-- PROBLEM TO SOLVE --
Please restate the data that follows word for word, with the pictures left out.

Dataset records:
------------------------

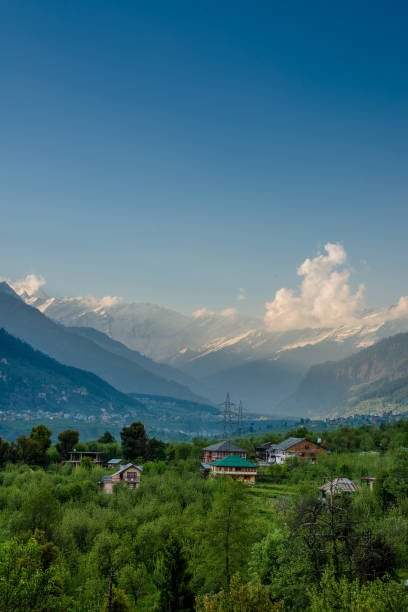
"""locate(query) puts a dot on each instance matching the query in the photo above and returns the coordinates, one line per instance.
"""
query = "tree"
(134, 441)
(67, 441)
(173, 579)
(156, 450)
(245, 597)
(350, 596)
(107, 438)
(374, 557)
(117, 601)
(87, 463)
(40, 438)
(266, 556)
(24, 583)
(5, 454)
(229, 534)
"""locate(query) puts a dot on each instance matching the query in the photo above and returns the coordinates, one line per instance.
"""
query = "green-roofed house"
(235, 467)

------------------------

-- RESULT OF THIS EXERCISE --
"""locate(query) puts a dot on each instance matching the query in the photo above and returns the coordinates, one line per instance.
"""
query = "tree"
(134, 441)
(67, 441)
(173, 579)
(156, 450)
(245, 597)
(350, 596)
(107, 438)
(374, 557)
(117, 601)
(87, 463)
(40, 438)
(266, 556)
(24, 583)
(5, 454)
(229, 534)
"""locate(query) puts a dot on each instance matching the query in the photo above and returns the coordinates, one line per instance.
"""
query = "green-roofed house"
(235, 467)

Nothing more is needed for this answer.